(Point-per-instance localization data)
_ _ _ _ _ _ _
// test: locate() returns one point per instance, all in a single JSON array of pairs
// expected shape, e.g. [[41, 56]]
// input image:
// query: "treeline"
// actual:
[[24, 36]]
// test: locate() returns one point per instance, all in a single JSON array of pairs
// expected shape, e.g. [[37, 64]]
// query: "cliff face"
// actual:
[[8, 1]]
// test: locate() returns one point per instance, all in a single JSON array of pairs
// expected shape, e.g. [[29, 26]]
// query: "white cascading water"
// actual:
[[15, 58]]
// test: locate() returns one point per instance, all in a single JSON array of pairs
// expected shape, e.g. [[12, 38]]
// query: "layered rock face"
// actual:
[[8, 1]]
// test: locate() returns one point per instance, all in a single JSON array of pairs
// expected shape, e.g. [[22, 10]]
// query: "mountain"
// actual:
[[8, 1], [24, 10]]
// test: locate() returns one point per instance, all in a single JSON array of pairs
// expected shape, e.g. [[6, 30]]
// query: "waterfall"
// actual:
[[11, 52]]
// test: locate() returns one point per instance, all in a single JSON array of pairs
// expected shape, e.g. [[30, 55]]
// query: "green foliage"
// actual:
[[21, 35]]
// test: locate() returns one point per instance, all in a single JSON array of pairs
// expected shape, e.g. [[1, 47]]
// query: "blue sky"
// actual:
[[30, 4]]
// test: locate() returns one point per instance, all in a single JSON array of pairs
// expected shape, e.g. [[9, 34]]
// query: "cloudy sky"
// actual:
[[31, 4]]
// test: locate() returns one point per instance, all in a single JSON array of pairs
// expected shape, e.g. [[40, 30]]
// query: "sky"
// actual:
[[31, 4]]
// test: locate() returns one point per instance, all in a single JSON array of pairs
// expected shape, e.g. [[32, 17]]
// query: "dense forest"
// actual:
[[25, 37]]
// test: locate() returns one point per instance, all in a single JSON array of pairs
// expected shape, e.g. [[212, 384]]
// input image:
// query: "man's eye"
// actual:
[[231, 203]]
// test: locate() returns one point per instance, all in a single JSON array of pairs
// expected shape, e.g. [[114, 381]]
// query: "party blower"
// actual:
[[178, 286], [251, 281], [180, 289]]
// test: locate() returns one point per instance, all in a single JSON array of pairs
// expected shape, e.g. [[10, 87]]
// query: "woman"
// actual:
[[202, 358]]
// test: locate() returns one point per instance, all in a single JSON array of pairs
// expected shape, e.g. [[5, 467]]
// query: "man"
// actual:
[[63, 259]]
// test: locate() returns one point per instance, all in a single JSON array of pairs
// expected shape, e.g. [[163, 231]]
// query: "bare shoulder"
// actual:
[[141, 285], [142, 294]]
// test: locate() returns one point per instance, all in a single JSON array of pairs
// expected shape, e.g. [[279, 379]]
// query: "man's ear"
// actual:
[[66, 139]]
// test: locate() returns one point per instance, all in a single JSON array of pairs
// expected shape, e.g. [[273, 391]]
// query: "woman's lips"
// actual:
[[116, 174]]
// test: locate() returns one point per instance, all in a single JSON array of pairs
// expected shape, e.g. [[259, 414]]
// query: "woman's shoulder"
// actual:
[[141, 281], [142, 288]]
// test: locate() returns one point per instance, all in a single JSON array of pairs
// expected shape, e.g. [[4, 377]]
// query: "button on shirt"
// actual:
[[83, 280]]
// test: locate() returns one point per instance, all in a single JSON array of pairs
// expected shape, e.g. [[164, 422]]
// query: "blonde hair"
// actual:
_ _ _ _ _ _ _
_Problem statement_: The result should be every line that contains "shoulder", copied from the entries.

_The completed task_:
// query: "bare shoulder"
// query: "woman's shoulder"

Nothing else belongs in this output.